> **Source information**:

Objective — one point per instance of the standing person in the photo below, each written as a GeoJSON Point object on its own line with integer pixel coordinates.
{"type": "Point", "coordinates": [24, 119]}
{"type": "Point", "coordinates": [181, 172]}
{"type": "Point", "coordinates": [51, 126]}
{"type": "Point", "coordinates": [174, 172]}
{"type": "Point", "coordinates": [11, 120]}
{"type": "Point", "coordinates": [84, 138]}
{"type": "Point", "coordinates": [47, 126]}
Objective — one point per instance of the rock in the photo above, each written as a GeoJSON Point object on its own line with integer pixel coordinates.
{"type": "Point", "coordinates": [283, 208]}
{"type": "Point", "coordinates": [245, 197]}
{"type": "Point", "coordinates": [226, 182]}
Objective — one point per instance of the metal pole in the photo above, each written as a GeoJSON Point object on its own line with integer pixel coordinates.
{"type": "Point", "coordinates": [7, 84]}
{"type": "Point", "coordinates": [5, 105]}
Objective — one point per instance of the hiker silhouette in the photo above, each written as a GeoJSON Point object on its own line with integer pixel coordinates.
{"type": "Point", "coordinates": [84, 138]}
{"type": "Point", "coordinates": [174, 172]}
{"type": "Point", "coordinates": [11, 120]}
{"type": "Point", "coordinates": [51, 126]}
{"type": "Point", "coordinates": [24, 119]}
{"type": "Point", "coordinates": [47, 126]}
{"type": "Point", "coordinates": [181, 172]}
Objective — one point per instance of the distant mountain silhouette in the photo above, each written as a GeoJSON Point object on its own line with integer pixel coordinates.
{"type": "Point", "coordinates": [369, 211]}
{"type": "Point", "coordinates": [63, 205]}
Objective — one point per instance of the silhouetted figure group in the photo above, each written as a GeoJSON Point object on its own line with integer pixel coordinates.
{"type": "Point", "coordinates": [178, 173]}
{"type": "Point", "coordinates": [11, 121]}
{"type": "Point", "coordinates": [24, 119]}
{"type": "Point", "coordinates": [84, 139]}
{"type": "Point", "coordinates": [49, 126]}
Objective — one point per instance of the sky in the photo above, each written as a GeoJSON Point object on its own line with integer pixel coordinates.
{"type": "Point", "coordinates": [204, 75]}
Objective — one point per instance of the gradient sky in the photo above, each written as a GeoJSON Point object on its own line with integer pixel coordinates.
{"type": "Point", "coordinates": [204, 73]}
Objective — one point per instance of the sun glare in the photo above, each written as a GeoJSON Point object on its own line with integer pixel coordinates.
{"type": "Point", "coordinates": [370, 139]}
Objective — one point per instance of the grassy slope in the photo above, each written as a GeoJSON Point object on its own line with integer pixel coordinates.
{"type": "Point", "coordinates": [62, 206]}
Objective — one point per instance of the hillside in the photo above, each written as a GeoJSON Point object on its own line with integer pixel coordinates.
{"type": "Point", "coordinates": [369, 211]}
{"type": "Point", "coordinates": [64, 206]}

> **Instructions for the task**:
In the records above, find the line containing "Objective — one point per instance of the sky"; please retype it and every line after it through the last line, exactly and with nothing else.

> **Response to this exercise**:
Objective — one point per instance of the sky in the photo above, each written as a GeoJSON Point object on its own line with integer pixel coordinates.
{"type": "Point", "coordinates": [204, 75]}
Objective — one point per instance of the gradient sky in the photo above, each written as a GeoJSON Point object on its own line with integer pixel coordinates.
{"type": "Point", "coordinates": [204, 73]}
Objective — one point per instance of the sun glare in the photo above, each written as a GeoJSON Point object on its own line with integer pixel coordinates.
{"type": "Point", "coordinates": [370, 139]}
Objective — one point per instance of the grassy slope in the photo above, each written as a GeoJSON Point object on its own line with integer pixel coordinates.
{"type": "Point", "coordinates": [62, 206]}
Objective — one point per instance of the hillside in the photo above, each written as a GeoJSON Point object on its own line with integer pixel coordinates.
{"type": "Point", "coordinates": [369, 211]}
{"type": "Point", "coordinates": [64, 206]}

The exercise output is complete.